Rows from a pointing dataset:
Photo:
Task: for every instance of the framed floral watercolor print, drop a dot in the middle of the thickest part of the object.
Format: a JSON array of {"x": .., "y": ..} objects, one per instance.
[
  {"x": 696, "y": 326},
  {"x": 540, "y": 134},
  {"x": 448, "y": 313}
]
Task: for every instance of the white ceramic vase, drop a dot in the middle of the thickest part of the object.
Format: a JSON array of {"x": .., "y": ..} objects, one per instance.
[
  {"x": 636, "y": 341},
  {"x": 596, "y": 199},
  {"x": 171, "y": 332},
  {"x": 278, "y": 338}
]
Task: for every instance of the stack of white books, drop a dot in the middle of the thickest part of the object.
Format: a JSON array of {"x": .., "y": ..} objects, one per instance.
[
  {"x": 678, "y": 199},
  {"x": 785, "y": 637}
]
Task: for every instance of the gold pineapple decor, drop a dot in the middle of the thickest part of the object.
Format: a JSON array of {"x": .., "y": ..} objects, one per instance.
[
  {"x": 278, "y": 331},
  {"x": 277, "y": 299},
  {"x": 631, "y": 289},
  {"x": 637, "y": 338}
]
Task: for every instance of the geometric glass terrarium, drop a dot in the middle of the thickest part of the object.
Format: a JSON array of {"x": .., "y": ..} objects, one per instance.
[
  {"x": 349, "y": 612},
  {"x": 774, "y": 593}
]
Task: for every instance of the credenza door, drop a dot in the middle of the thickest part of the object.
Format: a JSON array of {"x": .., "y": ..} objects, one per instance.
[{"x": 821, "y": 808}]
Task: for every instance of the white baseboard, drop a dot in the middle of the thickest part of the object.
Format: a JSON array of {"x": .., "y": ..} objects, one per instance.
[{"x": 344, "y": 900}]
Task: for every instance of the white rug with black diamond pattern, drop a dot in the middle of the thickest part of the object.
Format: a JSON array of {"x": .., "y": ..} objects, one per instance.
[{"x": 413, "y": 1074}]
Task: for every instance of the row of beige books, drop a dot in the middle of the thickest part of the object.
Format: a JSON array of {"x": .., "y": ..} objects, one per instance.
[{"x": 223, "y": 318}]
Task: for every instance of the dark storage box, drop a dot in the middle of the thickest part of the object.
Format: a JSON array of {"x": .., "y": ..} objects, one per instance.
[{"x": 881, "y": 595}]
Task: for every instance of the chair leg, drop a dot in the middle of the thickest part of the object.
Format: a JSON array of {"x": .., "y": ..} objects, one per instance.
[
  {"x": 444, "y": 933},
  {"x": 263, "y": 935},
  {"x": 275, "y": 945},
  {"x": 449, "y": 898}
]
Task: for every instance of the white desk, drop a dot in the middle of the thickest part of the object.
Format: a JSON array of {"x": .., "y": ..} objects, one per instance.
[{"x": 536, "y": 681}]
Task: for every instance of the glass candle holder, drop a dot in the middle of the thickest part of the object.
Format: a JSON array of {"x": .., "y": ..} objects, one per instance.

**OBJECTIVE**. Copy the items word for word, from the line that contains "Task: for every instance of the dark" through the end of the items, including both ends.

**ANSWER TO THIS TASK**.
Task: for every instance of the dark storage box, drop a dot in the middle of the thickest part of the object.
Format: a JSON array of {"x": .., "y": ..} objects, one per instance.
[{"x": 881, "y": 595}]
Task: for every instance of the chair leg, drop a dot in the middle of the thickest part of the object.
Format: a JSON array of {"x": .., "y": ..} objects, one per instance.
[
  {"x": 444, "y": 933},
  {"x": 263, "y": 935},
  {"x": 275, "y": 945},
  {"x": 449, "y": 898}
]
Task: for every instance of the white desk, drop a dot in the middle of the thickest part of the object.
Format: a JSON array of {"x": .., "y": ..} objects, one per instance.
[{"x": 536, "y": 681}]
Task: for every instance of the glass candle holder, drop a dot in the middle of the thickest part of the object.
Format: a JSON array of {"x": .., "y": ..} objects, one per instance.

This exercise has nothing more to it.